出題: 以下の項目をすべて書き写し、「single point」を「single marker」に置き換えなさい。ほかの部分は一切変えないこと。

データセット項目:
%%

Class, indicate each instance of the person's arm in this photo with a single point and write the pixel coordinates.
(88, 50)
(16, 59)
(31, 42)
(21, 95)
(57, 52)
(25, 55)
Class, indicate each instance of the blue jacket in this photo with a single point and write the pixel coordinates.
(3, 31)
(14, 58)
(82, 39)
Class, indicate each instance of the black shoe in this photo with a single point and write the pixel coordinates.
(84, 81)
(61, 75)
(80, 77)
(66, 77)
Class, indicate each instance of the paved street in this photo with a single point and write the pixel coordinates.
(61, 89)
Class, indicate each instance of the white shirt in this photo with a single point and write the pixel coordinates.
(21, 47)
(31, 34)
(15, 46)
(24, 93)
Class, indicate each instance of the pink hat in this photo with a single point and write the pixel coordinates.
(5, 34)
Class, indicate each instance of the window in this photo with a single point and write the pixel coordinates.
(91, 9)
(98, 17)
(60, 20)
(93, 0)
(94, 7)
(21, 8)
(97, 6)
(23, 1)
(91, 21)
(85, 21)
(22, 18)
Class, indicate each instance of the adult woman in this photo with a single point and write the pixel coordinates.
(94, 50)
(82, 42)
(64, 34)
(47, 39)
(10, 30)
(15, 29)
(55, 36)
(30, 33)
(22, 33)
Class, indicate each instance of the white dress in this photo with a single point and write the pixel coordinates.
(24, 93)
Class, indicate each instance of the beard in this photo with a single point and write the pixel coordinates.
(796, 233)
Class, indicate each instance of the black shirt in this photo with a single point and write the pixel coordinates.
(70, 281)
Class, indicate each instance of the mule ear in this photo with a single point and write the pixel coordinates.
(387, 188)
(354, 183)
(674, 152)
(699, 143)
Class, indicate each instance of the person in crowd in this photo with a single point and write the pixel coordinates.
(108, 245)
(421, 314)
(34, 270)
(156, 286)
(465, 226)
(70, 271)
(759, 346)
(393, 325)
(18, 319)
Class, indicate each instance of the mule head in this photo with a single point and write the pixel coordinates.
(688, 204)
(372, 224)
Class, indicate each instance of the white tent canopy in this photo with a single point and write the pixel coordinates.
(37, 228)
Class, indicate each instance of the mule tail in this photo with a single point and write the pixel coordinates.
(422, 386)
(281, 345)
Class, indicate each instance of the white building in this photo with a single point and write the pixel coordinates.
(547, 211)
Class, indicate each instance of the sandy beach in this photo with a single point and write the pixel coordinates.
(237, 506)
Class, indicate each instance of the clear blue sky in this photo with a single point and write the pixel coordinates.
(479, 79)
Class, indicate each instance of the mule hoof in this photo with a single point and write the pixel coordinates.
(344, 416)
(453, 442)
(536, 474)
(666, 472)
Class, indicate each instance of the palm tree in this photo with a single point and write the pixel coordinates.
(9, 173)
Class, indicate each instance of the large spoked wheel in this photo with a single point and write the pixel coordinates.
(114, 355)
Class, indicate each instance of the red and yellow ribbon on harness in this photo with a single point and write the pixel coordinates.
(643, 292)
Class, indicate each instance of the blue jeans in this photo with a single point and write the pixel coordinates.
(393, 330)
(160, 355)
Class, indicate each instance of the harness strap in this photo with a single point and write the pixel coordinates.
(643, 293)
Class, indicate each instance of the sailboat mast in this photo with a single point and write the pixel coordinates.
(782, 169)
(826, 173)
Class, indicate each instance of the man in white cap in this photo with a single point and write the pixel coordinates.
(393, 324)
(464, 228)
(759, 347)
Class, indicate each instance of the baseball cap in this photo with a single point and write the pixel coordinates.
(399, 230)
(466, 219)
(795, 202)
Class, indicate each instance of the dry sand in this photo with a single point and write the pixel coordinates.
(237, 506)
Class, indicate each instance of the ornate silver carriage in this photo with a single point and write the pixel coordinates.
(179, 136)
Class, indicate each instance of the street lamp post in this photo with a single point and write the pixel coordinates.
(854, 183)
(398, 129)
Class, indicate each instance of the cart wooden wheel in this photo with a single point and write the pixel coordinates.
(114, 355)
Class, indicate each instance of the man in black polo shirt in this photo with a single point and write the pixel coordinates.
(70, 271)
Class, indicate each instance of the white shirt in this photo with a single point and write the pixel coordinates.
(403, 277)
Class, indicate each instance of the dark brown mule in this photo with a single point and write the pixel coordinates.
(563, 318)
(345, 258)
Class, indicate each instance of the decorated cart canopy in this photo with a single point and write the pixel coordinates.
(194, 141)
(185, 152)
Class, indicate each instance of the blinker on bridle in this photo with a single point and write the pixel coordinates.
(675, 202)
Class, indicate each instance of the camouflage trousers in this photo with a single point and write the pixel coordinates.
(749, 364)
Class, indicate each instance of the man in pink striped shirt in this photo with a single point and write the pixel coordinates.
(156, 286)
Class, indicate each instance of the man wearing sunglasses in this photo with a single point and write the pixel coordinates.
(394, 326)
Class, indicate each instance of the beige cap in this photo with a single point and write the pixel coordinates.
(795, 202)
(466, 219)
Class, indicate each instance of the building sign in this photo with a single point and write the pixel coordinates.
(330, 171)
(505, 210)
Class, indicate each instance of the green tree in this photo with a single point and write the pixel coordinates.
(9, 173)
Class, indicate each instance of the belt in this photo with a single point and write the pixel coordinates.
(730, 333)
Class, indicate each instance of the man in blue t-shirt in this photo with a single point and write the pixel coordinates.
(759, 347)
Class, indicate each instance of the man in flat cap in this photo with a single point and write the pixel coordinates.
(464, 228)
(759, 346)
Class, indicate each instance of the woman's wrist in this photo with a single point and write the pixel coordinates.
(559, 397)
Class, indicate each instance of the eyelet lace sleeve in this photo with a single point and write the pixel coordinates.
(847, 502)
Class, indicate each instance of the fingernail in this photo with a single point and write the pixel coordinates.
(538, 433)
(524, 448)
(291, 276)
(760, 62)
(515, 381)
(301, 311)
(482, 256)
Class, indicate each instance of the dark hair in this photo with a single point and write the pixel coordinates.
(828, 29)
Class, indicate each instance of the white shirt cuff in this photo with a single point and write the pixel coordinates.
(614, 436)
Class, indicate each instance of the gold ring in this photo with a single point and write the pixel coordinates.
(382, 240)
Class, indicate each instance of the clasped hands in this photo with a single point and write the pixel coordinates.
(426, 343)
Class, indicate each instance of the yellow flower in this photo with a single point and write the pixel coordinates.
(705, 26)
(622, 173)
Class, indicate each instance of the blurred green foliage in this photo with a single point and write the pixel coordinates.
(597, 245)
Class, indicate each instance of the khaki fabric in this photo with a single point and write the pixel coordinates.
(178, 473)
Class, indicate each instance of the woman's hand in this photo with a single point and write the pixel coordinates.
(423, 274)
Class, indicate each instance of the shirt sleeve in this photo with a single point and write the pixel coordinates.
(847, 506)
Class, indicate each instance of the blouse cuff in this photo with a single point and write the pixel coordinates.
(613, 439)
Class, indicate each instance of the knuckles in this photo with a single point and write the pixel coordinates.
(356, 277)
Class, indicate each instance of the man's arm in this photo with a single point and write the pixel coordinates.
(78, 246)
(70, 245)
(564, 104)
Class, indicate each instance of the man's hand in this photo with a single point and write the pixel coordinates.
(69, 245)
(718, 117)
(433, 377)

%%

完成解答:
Class, indicate each instance of the person's arm in this photo with a single marker and write the pixel coordinates.
(88, 50)
(16, 59)
(31, 42)
(21, 95)
(57, 52)
(25, 55)
Class, indicate each instance of the blue jacket in this photo with a single marker and write the pixel coordinates.
(3, 31)
(14, 58)
(82, 39)
Class, indicate each instance of the black shoe in this photo with a single marker and write the pixel coordinates.
(84, 81)
(61, 75)
(80, 77)
(66, 77)
Class, indicate each instance of the paved street in this photo with a single marker and write the pixel coordinates.
(61, 89)
Class, indicate each instance of the white shirt in this photo with a single marker and write the pixel coordinates.
(21, 47)
(31, 34)
(15, 46)
(24, 93)
Class, indicate each instance of the pink hat in this photo with a single marker and write the pixel coordinates.
(5, 34)
Class, indicate each instance of the window in this photo with a single marker and write the pixel coordinates.
(91, 9)
(98, 17)
(60, 20)
(93, 0)
(94, 7)
(21, 8)
(97, 6)
(23, 1)
(91, 21)
(85, 21)
(22, 18)
Class, indicate each instance of the adult woman in this photo with a single marker and write the pixel coordinates.
(94, 50)
(82, 42)
(64, 34)
(47, 39)
(10, 30)
(15, 29)
(55, 36)
(30, 33)
(22, 33)
Class, indicate each instance of the white dress in this photo with a single marker and write the pixel coordinates.
(24, 93)
Class, indicate each instance of the beard in this photo with a single marker and write the pixel coordinates.
(796, 233)
Class, indicate each instance of the black shirt in this photo with a single marker and write the pixel coordinates.
(70, 281)
Class, indicate each instance of the mule ear in this photo with a single marker and write the pixel coordinates.
(387, 188)
(354, 183)
(674, 152)
(699, 143)
Class, indicate each instance of the person in crowd in this photo with a single marker and write the pixel coordinates.
(108, 245)
(421, 314)
(34, 270)
(156, 286)
(465, 226)
(70, 271)
(759, 346)
(393, 325)
(18, 319)
Class, indicate each instance of the mule head in this photo with a single marker and write the pixel coordinates.
(688, 204)
(372, 224)
Class, indicate each instance of the white tent canopy in this photo with a single marker and write the pixel coordinates.
(37, 228)
Class, indicate each instance of the mule tail in this photo with a single marker and write the pixel coordinates.
(422, 386)
(281, 345)
Class, indicate each instance of the white building in this photo with a single marker and write the pixel coordinates.
(547, 211)
Class, indicate each instance of the sandy beach in this photo with a single marker and write the pixel coordinates.
(237, 506)
Class, indicate each instance of the clear blue sky in this photo with a single marker and write the pixel coordinates.
(479, 79)
Class, indicate each instance of the mule hoof in this photo with a single marker and write the pixel coordinates.
(344, 416)
(453, 442)
(536, 474)
(666, 472)
Class, indicate each instance of the palm tree in this photo with a single marker and write the pixel coordinates.
(9, 173)
Class, indicate each instance of the large spoked wheel in this photo with a single marker and write the pixel coordinates.
(114, 355)
Class, indicate each instance of the red and yellow ribbon on harness in this photo with a single marker and write the pixel coordinates.
(643, 292)
Class, indicate each instance of the blue jeans in this photo with a single marker and write the pixel coordinates.
(393, 330)
(160, 355)
Class, indicate each instance of the harness strap in this photo with a single marker and write the pixel coordinates.
(643, 293)
Class, indicate each instance of the sailboat mast in this photo with a single marker and write the pixel coordinates.
(782, 169)
(826, 173)
Class, indicate each instance of the man in white cap in this photo with a single marker and write the pixel coordinates.
(393, 324)
(464, 228)
(759, 347)
Class, indicate each instance of the baseball cap in this photo with a single marker and write the pixel coordinates.
(399, 230)
(466, 219)
(795, 202)
Class, indicate each instance of the dry sand in this photo with a single marker and write the pixel coordinates.
(237, 506)
Class, indicate each instance of the ornate silver carriage in this photo with a single marker and write the pixel coordinates.
(179, 136)
Class, indicate each instance of the street lamp post in this photo with a single marker and write the pixel coordinates.
(854, 183)
(398, 129)
Class, indicate each instance of the cart wooden wheel in this photo with a single marker and write the pixel coordinates.
(114, 355)
Class, indicate each instance of the man in black polo shirt in this photo with a single marker and write the pixel coordinates.
(70, 271)
Class, indicate each instance of the white shirt in this photo with a single marker and write the pixel coordinates.
(403, 277)
Class, indicate each instance of the dark brown mule in this photo with a single marker and write the pixel coordinates.
(563, 318)
(345, 258)
Class, indicate each instance of the decorated cart canopy in this photo with a single marker and write the pixel coordinates.
(194, 141)
(185, 152)
Class, indicate each instance of the blinker on bridle in this photo with a single marker and write the pixel coordinates.
(675, 202)
Class, indicate each instance of the camouflage trousers in this photo with a single marker and write the pixel coordinates.
(749, 364)
Class, indicate each instance of the man in pink striped shirt in this photo with a single marker and write the pixel coordinates.
(156, 286)
Class, indicate each instance of the man wearing sunglasses in this photo with a single marker and write the pixel coordinates.
(394, 326)
Class, indicate each instance of the beige cap in this photo with a single marker and write the pixel coordinates.
(795, 202)
(466, 219)
Class, indicate each instance of the building sign in this photo with a single marker and write the pixel coordinates.
(330, 171)
(505, 210)
Class, indicate each instance of the green tree in this photo with a single marker and write the pixel coordinates.
(9, 173)
Class, indicate each instance of the belt in this photo with a single marker and write the pixel coordinates.
(730, 333)
Class, indicate each instance of the man in blue t-shirt in this photo with a single marker and write the pixel coordinates.
(759, 347)
Class, indicate each instance of the man in flat cap in this photo with a single marker and write the pixel coordinates.
(464, 228)
(759, 346)
Class, indicate each instance of the woman's wrist in this photo with a single marker and write the pixel coordinates.
(559, 397)
Class, indicate each instance of the eyelet lace sleeve in this photo with a single marker and write the pixel coordinates.
(847, 502)
Class, indicate each instance of the fingernail in this photo with a single marker and write the pixel coordinates.
(538, 433)
(524, 448)
(291, 276)
(760, 62)
(515, 381)
(301, 311)
(482, 256)
Class, indicate each instance of the dark hair in this photo with a single marker and write the pixel coordinates.
(828, 29)
Class, indicate each instance of the white shirt cuff in this photo with a single marker and write the pixel coordinates.
(614, 436)
Class, indicate each instance of the gold ring in this photo with a single marker and write the pixel coordinates.
(382, 240)
Class, indicate each instance of the clasped hands in this photo with a single marker and write the pixel coordinates.
(426, 343)
Class, indicate each instance of the yellow flower in this photo with a single marker and write the pixel coordinates.
(705, 26)
(622, 173)
Class, indicate each instance of the blurred green foliage in this photo with a single marker and write the pixel coordinates.
(597, 245)
Class, indicate each instance of the khaki fabric in this photo with a single marker and write the pixel coordinates.
(178, 473)
Class, indicate each instance of the woman's hand in this photo with a single marker and write the pixel coordinates.
(423, 274)
Class, indicate each instance of the shirt sleeve in this photo with a single marker and write the pixel coordinates.
(847, 506)
Class, indicate each instance of the blouse cuff in this photo with a single marker and write the pixel coordinates.
(613, 439)
Class, indicate each instance of the knuckles in this photo with a single marker and write the pixel coordinates.
(356, 277)
Class, indicate each instance of the man's arm in this photo with a single marker and write the pixel coordinates.
(78, 246)
(70, 245)
(564, 104)
Class, indicate each instance of the man's hand in this photo with a single marker and write the pixel coordinates.
(69, 245)
(718, 117)
(433, 377)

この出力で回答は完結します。